▸ WHAT TO DO:
Reproduce exactly, from the data that follows, the line with "Target: chain link fence", the line with "One point per instance, each like (106, 33).", and every line that lies between them.

▸ DATA LISTING:

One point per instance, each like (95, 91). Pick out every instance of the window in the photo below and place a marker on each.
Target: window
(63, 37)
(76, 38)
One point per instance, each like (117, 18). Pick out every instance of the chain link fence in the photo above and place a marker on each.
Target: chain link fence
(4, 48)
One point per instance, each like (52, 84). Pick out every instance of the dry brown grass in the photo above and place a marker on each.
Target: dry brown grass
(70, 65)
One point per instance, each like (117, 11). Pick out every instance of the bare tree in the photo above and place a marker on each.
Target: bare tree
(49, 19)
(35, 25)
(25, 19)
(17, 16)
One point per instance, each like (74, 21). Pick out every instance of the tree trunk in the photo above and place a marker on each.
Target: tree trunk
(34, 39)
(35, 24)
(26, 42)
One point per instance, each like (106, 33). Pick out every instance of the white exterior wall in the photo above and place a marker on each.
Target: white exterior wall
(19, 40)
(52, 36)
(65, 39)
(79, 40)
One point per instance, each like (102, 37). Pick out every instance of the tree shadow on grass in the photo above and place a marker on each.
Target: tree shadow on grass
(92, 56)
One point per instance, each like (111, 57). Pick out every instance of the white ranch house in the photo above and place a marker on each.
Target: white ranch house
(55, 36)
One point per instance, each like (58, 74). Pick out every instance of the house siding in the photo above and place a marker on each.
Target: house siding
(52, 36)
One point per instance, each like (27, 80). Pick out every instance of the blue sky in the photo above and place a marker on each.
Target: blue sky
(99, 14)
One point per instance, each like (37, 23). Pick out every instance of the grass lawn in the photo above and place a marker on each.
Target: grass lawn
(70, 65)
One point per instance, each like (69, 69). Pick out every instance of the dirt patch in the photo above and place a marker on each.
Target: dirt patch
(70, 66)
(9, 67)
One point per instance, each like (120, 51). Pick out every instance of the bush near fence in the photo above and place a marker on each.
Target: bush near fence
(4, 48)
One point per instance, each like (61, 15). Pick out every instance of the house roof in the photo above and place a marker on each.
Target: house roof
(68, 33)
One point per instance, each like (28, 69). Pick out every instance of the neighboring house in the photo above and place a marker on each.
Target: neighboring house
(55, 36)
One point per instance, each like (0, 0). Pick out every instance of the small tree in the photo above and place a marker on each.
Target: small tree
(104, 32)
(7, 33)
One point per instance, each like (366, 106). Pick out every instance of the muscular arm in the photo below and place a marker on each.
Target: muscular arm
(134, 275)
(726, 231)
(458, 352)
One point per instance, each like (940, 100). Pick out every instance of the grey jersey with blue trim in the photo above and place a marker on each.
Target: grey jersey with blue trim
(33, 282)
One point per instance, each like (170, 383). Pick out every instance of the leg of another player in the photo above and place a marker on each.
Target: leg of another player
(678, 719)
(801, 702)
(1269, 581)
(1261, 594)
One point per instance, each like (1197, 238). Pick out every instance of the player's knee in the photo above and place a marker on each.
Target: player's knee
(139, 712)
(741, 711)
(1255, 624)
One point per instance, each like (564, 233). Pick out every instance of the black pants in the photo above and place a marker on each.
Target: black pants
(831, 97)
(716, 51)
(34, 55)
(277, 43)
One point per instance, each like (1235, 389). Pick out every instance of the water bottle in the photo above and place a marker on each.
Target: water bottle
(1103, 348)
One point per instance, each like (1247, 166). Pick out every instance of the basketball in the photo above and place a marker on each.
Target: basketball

▸ ANSWER TO THE PROBLEM:
Target: chain link fence
(4, 48)
One point per instance, each like (52, 84). Pick out every instance of the dry brown grass in the photo above and place a marker on each.
Target: dry brown grass
(70, 65)
One point per instance, each like (117, 11). Pick out every instance of the bare tree in the photo above and place a marker on each.
Target: bare tree
(49, 19)
(35, 25)
(25, 19)
(17, 16)
One point per instance, each like (74, 21). Pick out every instance of the tree trunk in the photo above and place a marker on each.
Target: tree trunk
(34, 39)
(35, 24)
(26, 42)
One point per instance, each like (106, 33). Pick out every instance of the white exterior wall in the photo above and place a marker on each.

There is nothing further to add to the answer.